**Kısa alıştırma 1**
Metnin ardından gelen listenin satırlarını, boş satırları atlayıp her satırı ayrı bir dize yaparak JSON dizisi hâlinde düzenler misiniz? Resimler cevapta yer almasın.

**Verilen metin**
::::::::

Hukuki.NET


Yargıtay içtihatları bölümü

Yargıtay Kararı

 



      T.C. 
 Y A R G I T A Y
13. HUKUK DAİRESİ
    BAŞKANLIĞI

     SAYI:
     1994
ESAS        KARAR
7408        7250

	 	YARGITAY İLAMI

MAHKEMESİ     :Aydın 1. Asliye Hukuk Hakimliği  
TARİHİ        :1.6.1994
NOSU          :1074-618
DAVACI        :Mehmet Kanpolat vekili avukat  Cihan  Şahin
DAVALI        :Irmgart Katherine Heeman vekili avukat Şükrü Döşkaya

	Taraflar arasındaki alacak davasının yapılan yargılaması sonunda
 ilamda yazılı nedenlerden dolayı davanın reddine yönelik olarak verilen
 hükmün süresi içinde davacı avukatınca temyiz edilmesi üzerine dosya
 incelendi, gereği konuşulup düşünüldü.

	 	KARAR  

	Davacı, davalı Alman uyruklu İrmgard Katherine Heeman'a Almanlarla
 kira sözleşmeleri yapmak ve kira paralarını tahsil etmek amacıyla vekalet
 verdiğini davalının tahsil ettiği paralar yönünden hesap vermekten
 kaçındığını öne sürerek 100.000 DM'ın fiili ödeme günündeki resmi kur
 üzerinden yasal faizi ile  birlikte ödetilmesine karar verilmesini
 istemiştir.
	Dava dilekçesinde davalı vekili olarak Avukat Şükrü Döşkaya
 gösterilmiş dava dilekçesi bu vekile tebliğ edilmiştir. Anılan vekil
 15.12.1993 tarihli tedbire itiraz koşulu dilekçesinde vekile dava
 açılamayacağını davada dayanılan vekaletnamenin  Alman yasalarına göre
 düzenlendiğini davalının  Alman Vatandaşı olduğunu o nedenle davaya bakmaya
 Alman Mahkemelerinin yetkili olduğunu savunmuştur.
	Mahkemece yetki itirazının süresinde olduğu benimsenmiş HUMK. 9.

::::::::

**Görev malzemesi**
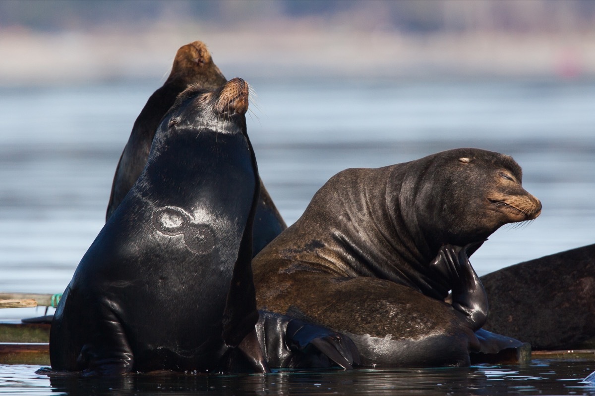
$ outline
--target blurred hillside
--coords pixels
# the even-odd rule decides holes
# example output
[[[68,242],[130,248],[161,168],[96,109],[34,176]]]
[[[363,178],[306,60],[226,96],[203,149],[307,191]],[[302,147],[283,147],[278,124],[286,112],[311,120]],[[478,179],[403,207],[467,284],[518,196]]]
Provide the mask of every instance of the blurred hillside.
[[[167,74],[206,43],[226,75],[591,78],[593,0],[0,2],[0,84]]]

::::::::

**Kısa alıştırma 2**
Yargıtay kararında "MAHKEMESİ" ile başlayan bilgi bloğunda, iki nokta üst üsteden önce hangi alan başlıkları geçiyor?

**Son cevap 1**
[
  "$ outline",
  "--target blurred hillside",
  "--coords pixels",
  "# the even-odd rule decides holes",
  "# example output",
  "[[[68,242],[130,248],[161,168],[96,109],[34,176]]]",
  "[[[363,178],[306,60],[226,96],[203,149],[307,191]],[[302,147],[283,147],[278,124],[286,112],[311,120]],[[478,179],[403,207],[467,284],[518,196]]]",
  "Provide the mask of every instance of the blurred hillside.",
  "[[[167,74],[206,43],[226,75],[591,78],[593,0],[0,2],[0,84]]]"
]

**Son cevap 2**
MAHKEMESİ, TARİHİ, NOSU, DAVACI, DAVALI